Provided data >>
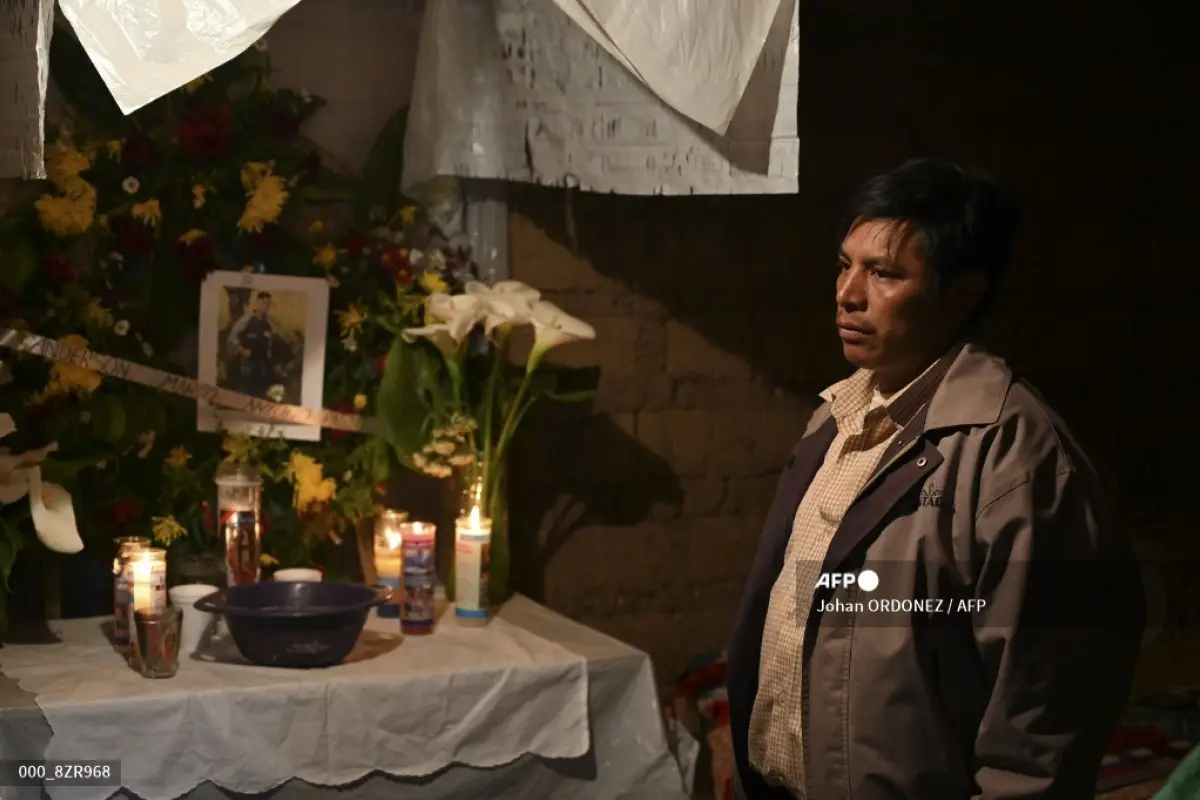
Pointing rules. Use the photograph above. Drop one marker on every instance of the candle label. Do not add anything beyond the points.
(472, 558)
(243, 557)
(390, 609)
(153, 595)
(417, 614)
(419, 554)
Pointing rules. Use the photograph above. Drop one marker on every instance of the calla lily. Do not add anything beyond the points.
(437, 334)
(509, 302)
(53, 515)
(460, 313)
(552, 328)
(49, 503)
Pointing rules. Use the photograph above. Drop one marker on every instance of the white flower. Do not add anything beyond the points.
(509, 302)
(555, 326)
(49, 504)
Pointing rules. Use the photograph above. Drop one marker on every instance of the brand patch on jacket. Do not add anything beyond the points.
(933, 497)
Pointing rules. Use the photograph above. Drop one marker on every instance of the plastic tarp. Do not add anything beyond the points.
(696, 55)
(25, 29)
(147, 48)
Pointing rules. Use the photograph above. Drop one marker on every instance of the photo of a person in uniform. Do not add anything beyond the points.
(261, 338)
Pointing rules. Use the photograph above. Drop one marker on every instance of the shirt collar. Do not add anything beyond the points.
(852, 398)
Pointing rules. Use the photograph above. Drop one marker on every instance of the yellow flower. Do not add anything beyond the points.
(311, 486)
(70, 214)
(67, 377)
(178, 458)
(63, 163)
(192, 85)
(267, 196)
(148, 212)
(325, 257)
(192, 235)
(433, 283)
(351, 320)
(167, 529)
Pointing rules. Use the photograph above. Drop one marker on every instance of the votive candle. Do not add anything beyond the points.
(473, 552)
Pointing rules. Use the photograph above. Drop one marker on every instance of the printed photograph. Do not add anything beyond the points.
(263, 336)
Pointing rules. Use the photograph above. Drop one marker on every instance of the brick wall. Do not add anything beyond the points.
(714, 314)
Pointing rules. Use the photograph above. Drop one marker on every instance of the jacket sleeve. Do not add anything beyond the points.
(1057, 637)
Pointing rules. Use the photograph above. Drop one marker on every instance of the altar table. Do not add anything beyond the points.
(534, 707)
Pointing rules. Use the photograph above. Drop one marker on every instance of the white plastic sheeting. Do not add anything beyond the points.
(147, 48)
(516, 90)
(696, 55)
(25, 28)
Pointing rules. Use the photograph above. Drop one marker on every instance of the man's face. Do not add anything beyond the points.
(892, 317)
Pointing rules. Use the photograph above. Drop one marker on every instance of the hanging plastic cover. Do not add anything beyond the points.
(147, 48)
(696, 55)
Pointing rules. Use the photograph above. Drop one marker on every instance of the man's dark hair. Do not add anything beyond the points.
(961, 220)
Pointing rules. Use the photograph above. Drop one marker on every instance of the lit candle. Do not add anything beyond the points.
(417, 613)
(390, 558)
(473, 551)
(148, 579)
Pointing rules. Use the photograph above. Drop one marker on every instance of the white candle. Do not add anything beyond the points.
(473, 551)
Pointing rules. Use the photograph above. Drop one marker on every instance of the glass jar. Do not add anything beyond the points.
(121, 594)
(239, 521)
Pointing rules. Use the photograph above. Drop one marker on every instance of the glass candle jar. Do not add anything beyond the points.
(239, 522)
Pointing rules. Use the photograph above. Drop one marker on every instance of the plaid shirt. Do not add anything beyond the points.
(867, 423)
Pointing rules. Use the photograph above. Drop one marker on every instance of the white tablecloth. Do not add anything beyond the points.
(515, 693)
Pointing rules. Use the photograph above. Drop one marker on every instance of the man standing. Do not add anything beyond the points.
(251, 340)
(1003, 657)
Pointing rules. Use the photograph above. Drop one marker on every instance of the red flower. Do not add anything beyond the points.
(204, 133)
(132, 236)
(197, 257)
(138, 151)
(58, 266)
(123, 511)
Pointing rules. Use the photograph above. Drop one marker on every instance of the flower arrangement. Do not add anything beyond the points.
(138, 210)
(451, 397)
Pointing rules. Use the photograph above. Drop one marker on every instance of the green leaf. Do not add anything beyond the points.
(18, 262)
(402, 408)
(81, 85)
(382, 170)
(108, 419)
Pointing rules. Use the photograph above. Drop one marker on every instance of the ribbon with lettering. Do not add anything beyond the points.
(173, 384)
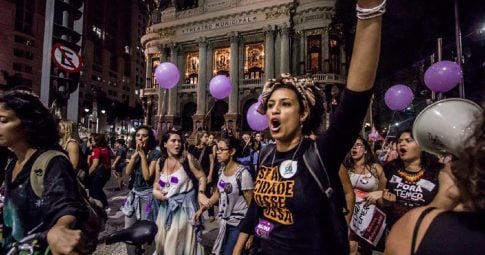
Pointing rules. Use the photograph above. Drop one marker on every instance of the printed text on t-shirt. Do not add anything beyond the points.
(271, 192)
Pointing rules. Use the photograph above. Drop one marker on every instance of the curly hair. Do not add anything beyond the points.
(100, 140)
(200, 134)
(40, 126)
(164, 140)
(369, 157)
(469, 168)
(152, 141)
(70, 129)
(309, 94)
(429, 162)
(231, 143)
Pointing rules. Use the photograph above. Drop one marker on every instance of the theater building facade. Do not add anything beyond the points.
(250, 41)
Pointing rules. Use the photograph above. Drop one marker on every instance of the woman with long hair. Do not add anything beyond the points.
(412, 178)
(234, 191)
(179, 183)
(140, 203)
(368, 180)
(457, 230)
(29, 129)
(289, 213)
(99, 168)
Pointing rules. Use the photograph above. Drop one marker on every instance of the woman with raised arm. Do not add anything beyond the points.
(140, 203)
(179, 183)
(234, 191)
(288, 213)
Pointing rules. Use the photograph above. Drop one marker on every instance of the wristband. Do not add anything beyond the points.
(369, 13)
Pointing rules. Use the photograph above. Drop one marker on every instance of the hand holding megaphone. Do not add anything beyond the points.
(444, 126)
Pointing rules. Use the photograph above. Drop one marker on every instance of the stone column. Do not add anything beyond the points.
(149, 71)
(198, 117)
(201, 88)
(325, 49)
(343, 61)
(285, 50)
(302, 61)
(234, 72)
(269, 52)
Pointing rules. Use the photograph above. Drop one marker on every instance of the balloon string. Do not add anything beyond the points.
(159, 124)
(208, 112)
(387, 133)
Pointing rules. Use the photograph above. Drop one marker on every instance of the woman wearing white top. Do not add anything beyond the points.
(175, 186)
(368, 180)
(234, 191)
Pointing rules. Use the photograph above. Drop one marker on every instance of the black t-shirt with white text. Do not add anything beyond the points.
(287, 211)
(409, 194)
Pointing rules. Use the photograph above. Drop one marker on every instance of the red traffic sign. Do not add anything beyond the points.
(65, 58)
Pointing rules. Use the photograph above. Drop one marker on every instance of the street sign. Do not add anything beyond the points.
(65, 58)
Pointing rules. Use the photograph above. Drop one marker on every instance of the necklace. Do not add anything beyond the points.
(289, 167)
(410, 176)
(169, 179)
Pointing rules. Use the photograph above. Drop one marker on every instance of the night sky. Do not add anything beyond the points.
(410, 32)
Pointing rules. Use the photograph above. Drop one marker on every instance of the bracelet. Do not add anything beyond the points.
(369, 13)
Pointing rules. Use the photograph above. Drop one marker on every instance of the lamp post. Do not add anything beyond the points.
(459, 53)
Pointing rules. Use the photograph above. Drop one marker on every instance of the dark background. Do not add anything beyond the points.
(410, 32)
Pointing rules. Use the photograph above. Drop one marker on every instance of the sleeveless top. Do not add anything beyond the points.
(175, 183)
(464, 233)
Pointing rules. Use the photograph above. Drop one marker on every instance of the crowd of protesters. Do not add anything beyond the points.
(268, 193)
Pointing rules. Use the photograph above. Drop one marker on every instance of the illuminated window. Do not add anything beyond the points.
(222, 61)
(192, 68)
(254, 61)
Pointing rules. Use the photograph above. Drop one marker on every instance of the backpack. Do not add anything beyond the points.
(334, 198)
(91, 226)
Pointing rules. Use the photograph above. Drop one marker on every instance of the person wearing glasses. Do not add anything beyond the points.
(234, 191)
(412, 178)
(368, 180)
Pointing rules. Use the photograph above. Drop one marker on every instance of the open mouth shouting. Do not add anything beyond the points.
(275, 125)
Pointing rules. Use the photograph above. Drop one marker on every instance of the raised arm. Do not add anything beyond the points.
(366, 51)
(73, 151)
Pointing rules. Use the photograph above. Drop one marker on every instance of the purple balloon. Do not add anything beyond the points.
(398, 97)
(220, 86)
(442, 76)
(256, 120)
(167, 75)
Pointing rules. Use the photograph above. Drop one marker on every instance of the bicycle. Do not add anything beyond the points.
(141, 232)
(138, 234)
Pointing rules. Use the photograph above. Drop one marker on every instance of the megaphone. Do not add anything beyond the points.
(443, 127)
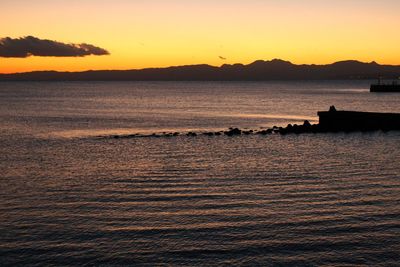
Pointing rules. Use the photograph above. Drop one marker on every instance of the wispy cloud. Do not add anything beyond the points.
(31, 46)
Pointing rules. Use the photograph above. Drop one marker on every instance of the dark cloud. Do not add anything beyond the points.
(32, 46)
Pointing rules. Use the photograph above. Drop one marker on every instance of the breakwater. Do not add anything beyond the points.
(329, 121)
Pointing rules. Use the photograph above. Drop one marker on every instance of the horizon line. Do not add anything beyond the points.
(203, 64)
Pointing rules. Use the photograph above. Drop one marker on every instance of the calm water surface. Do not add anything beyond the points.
(68, 197)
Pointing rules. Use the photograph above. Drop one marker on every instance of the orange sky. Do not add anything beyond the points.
(157, 33)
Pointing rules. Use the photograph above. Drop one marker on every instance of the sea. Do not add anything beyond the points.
(74, 194)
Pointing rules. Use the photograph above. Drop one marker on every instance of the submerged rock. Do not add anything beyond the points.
(233, 131)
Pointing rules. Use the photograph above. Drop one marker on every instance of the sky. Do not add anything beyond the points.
(158, 33)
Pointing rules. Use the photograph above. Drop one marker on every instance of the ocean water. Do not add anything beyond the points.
(71, 195)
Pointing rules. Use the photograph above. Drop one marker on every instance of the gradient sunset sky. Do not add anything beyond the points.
(158, 33)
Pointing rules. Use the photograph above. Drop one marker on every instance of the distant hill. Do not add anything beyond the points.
(257, 71)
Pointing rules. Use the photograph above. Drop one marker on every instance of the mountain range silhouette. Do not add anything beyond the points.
(257, 71)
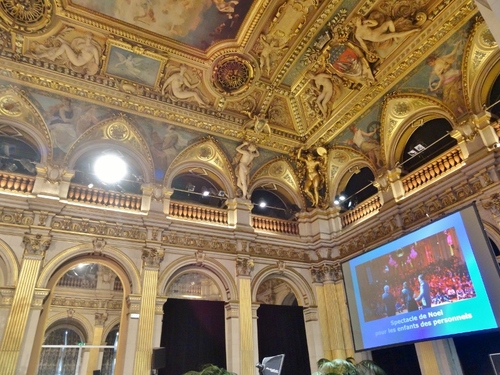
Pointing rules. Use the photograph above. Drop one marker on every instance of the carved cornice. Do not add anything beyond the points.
(327, 272)
(152, 257)
(244, 266)
(100, 318)
(36, 244)
(446, 18)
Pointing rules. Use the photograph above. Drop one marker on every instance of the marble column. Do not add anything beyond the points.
(244, 268)
(152, 257)
(93, 362)
(35, 246)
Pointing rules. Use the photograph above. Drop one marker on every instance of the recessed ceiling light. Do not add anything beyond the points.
(110, 168)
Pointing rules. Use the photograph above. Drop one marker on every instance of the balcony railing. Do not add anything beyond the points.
(362, 210)
(275, 225)
(84, 194)
(433, 170)
(199, 213)
(15, 182)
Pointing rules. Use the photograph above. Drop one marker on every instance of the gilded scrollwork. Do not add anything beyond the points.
(36, 244)
(152, 257)
(244, 266)
(78, 51)
(27, 16)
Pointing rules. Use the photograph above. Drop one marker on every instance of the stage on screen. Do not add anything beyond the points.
(438, 281)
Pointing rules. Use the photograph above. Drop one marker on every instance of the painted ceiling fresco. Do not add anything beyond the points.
(198, 23)
(281, 74)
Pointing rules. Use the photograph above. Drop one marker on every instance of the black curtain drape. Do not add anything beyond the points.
(193, 334)
(282, 331)
(398, 360)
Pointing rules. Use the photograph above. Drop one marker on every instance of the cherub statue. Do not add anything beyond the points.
(181, 88)
(260, 123)
(328, 87)
(82, 54)
(315, 174)
(243, 161)
(369, 30)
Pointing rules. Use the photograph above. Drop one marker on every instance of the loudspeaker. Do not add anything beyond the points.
(159, 359)
(495, 362)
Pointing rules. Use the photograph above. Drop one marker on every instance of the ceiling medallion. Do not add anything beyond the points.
(232, 75)
(28, 16)
(118, 132)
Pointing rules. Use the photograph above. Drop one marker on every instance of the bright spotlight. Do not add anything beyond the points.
(110, 168)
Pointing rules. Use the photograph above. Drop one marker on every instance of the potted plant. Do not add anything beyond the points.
(348, 367)
(210, 370)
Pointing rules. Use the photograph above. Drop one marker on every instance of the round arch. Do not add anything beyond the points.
(118, 134)
(343, 163)
(279, 175)
(26, 119)
(78, 321)
(301, 289)
(11, 264)
(405, 113)
(205, 158)
(210, 267)
(113, 258)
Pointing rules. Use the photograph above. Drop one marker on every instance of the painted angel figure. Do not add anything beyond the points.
(130, 64)
(82, 54)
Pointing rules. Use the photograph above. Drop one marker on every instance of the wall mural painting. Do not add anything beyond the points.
(441, 76)
(199, 23)
(66, 119)
(165, 140)
(363, 136)
(126, 64)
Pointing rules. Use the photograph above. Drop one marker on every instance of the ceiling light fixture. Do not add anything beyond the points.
(110, 168)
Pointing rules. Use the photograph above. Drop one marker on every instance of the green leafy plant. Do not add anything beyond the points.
(210, 370)
(348, 367)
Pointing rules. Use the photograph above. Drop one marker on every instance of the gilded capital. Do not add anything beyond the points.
(244, 266)
(152, 257)
(317, 275)
(100, 318)
(36, 244)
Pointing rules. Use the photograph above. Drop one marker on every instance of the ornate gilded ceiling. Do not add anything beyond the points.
(282, 74)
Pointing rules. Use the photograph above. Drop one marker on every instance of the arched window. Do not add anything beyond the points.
(272, 203)
(58, 360)
(198, 189)
(109, 354)
(358, 188)
(426, 142)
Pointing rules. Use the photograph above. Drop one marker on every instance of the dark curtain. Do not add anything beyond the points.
(398, 360)
(282, 331)
(193, 334)
(474, 352)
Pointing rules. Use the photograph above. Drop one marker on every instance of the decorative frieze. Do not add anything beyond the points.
(36, 244)
(244, 266)
(152, 257)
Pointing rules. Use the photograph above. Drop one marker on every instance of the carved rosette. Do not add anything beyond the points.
(98, 245)
(326, 273)
(27, 16)
(100, 318)
(244, 266)
(152, 257)
(232, 75)
(36, 244)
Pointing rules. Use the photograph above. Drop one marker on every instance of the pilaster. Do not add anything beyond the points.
(151, 257)
(35, 246)
(244, 268)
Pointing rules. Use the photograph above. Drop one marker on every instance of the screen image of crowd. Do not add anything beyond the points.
(423, 274)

Problem >>
Beginning at the line that holds "ceiling. Do not add anything beyond the points.", write out word for word each line through the end of the records.

The completed task >>
Pointing rules. Use the photograph above. Drop one marker on every instance of the ornate gilded ceiling. Do not add anything beyond the points.
(282, 74)
Pointing rules. Use the photograph above. Drop one marker on every instance of the arched window. Do not add anything beyond the points.
(272, 203)
(58, 360)
(198, 189)
(109, 354)
(358, 188)
(426, 142)
Pointing rules. Use the photograph above. Drop one marker on every instance of the dark curtain. Do not add anything beyond the points.
(398, 360)
(282, 331)
(193, 334)
(474, 352)
Pointing rules. Use the photograph above. Drop one marker on every instance of the decorative frieze. Do not add anything beyond the points.
(36, 244)
(244, 266)
(152, 257)
Pointing rules. Use the photograph above. Drop one marker on every instance of the carved rosette. Do not add anything beyond the points.
(98, 245)
(326, 273)
(27, 16)
(100, 318)
(244, 266)
(152, 257)
(232, 75)
(36, 244)
Pointing rules. Use the photograph above. Drop one marker on every instance of the pilaster. Do not add anything beyond the points.
(151, 257)
(35, 246)
(244, 268)
Pointing rules. Use the photograph above. Drop one marker on every instance of the screen image of crowd. Do not add anything beyond the points.
(423, 274)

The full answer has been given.